**YOUR OBJECTIVE:**
Rewrite all of the lines below as a JSON list of strings, one string for each line, skipping blank lines. Leave the pictures out of the answer.

**MATERIAL TO PROCESS:**
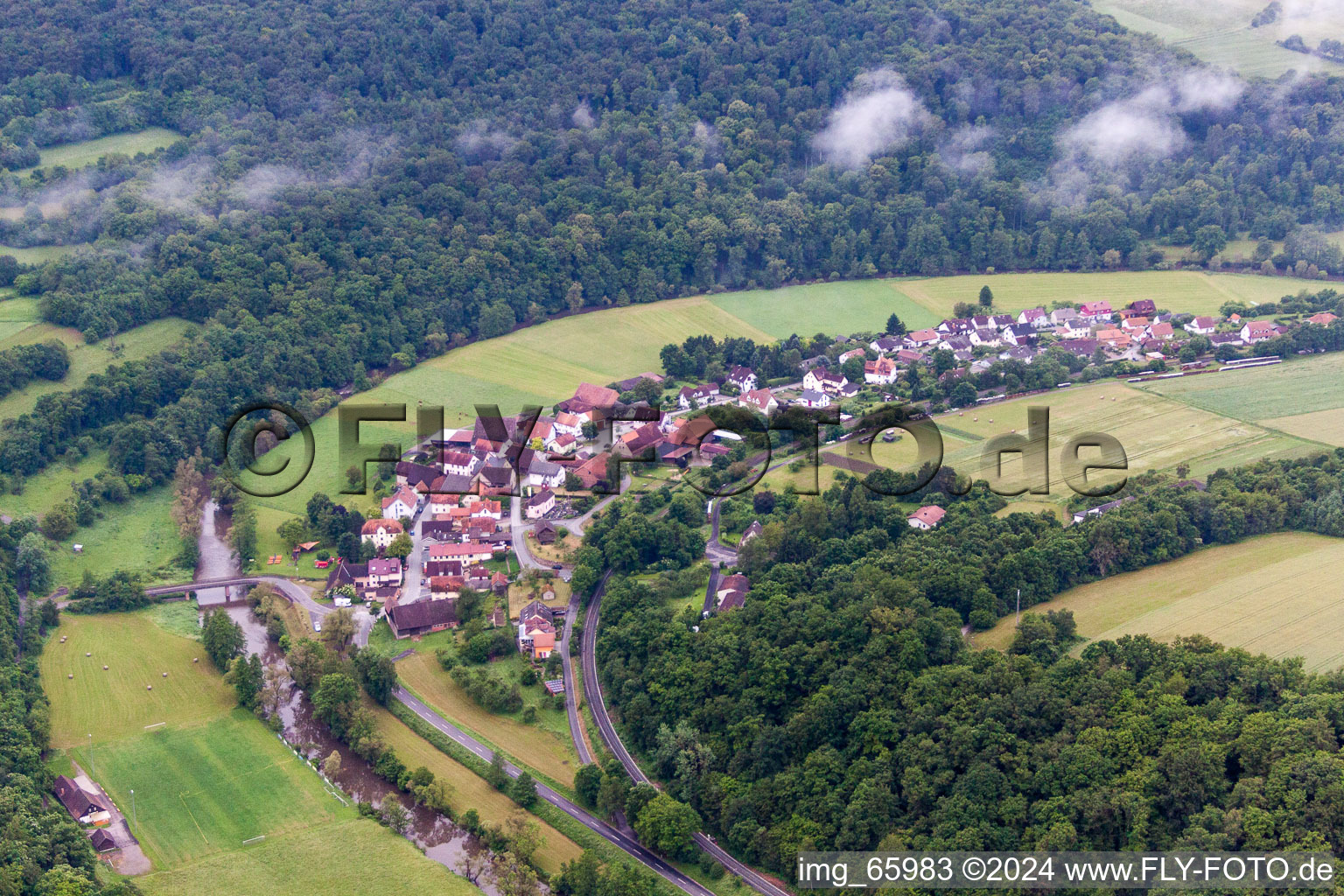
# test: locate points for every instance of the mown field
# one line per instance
(85, 360)
(1221, 32)
(353, 856)
(87, 152)
(116, 703)
(546, 751)
(213, 775)
(1274, 594)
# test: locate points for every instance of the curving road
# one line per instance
(593, 692)
(621, 840)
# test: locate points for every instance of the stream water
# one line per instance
(440, 837)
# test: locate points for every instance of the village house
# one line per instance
(1201, 326)
(1254, 332)
(1035, 318)
(822, 381)
(699, 396)
(541, 504)
(885, 344)
(744, 378)
(458, 462)
(1097, 312)
(812, 398)
(882, 371)
(536, 630)
(385, 572)
(411, 474)
(761, 401)
(381, 532)
(1019, 335)
(927, 517)
(922, 338)
(421, 617)
(464, 552)
(80, 800)
(402, 506)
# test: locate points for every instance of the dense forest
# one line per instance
(363, 186)
(839, 708)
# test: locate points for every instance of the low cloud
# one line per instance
(480, 140)
(877, 115)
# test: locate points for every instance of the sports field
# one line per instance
(1221, 32)
(1274, 594)
(546, 751)
(116, 703)
(206, 788)
(338, 858)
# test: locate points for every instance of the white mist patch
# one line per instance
(878, 113)
(480, 138)
(584, 117)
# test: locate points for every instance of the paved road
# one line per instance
(617, 837)
(593, 693)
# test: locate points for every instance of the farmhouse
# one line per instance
(403, 504)
(541, 504)
(464, 552)
(1201, 326)
(697, 396)
(1098, 311)
(421, 617)
(812, 398)
(761, 401)
(385, 572)
(1256, 332)
(381, 532)
(882, 371)
(744, 378)
(80, 800)
(927, 517)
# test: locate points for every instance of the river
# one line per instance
(440, 837)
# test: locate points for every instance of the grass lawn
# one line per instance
(1274, 594)
(87, 152)
(350, 856)
(85, 360)
(1187, 291)
(469, 788)
(1221, 32)
(1158, 433)
(137, 536)
(546, 750)
(1294, 387)
(39, 254)
(115, 703)
(213, 775)
(206, 788)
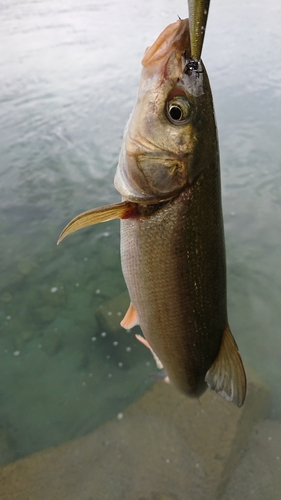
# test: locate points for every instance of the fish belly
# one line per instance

**WORKED SOLUTION:**
[
  "# test: locate points for every instance of the mown field",
  "# one line per instance",
  "(85, 360)",
  "(1221, 32)",
  "(353, 856)",
  "(87, 152)",
  "(116, 703)",
  "(546, 751)",
  "(213, 775)",
  "(1274, 594)",
  "# test: locate points for every instance of the curving road",
  "# one line per instance",
  "(593, 692)",
  "(621, 840)",
  "# test: locate points for every instance of the stream water",
  "# one line per instance",
  "(440, 837)",
  "# test: locate points for every instance of the village house",
  "# one line per instance",
  "(1201, 326)",
  "(1254, 332)",
  "(1035, 318)",
  "(822, 381)",
  "(699, 396)",
  "(541, 504)",
  "(885, 344)",
  "(744, 378)",
  "(458, 462)",
  "(1097, 312)",
  "(812, 398)",
  "(882, 371)",
  "(536, 630)",
  "(385, 572)",
  "(411, 474)",
  "(761, 401)",
  "(381, 532)",
  "(1019, 335)",
  "(927, 517)",
  "(922, 338)",
  "(421, 617)",
  "(464, 552)",
  "(80, 800)",
  "(402, 506)",
  "# test: locate points for every instance of the dense forest",
  "# one line per instance",
  "(363, 186)",
  "(839, 708)",
  "# test: locate points for every instance of the low cloud",
  "# one line per instance",
  "(480, 140)",
  "(877, 115)",
  "# test: locate points for every instance of the sports field",
  "# one line per instance",
  "(1221, 32)",
  "(1274, 594)",
  "(546, 751)",
  "(116, 703)",
  "(206, 788)",
  "(338, 858)",
  "# test: locate points for every instance of the white mist patch",
  "# one line per instance",
  "(878, 113)",
  "(480, 138)",
  "(584, 117)",
  "# test: locate points for every instance of the paved road",
  "# one line per instance",
  "(617, 837)",
  "(593, 693)",
  "# test: locate points for every instance of the farmhouse",
  "# one line per instance",
  "(403, 504)",
  "(541, 504)",
  "(464, 552)",
  "(1201, 326)",
  "(697, 396)",
  "(1098, 311)",
  "(421, 617)",
  "(812, 398)",
  "(761, 401)",
  "(385, 572)",
  "(1256, 332)",
  "(381, 532)",
  "(882, 371)",
  "(744, 378)",
  "(80, 800)",
  "(927, 517)",
  "# test: locate points for every instance of the river",
  "# one line per instance",
  "(440, 837)",
  "# test: locate points for every instance of the grass lawn",
  "# one line per instance",
  "(1274, 594)",
  "(87, 152)",
  "(350, 856)",
  "(85, 360)",
  "(1187, 291)",
  "(469, 788)",
  "(1221, 32)",
  "(1158, 433)",
  "(137, 536)",
  "(546, 750)",
  "(1294, 387)",
  "(39, 254)",
  "(115, 703)",
  "(213, 775)",
  "(206, 788)",
  "# test: locate points for every instance of the fish belly",
  "# one line per instance"
]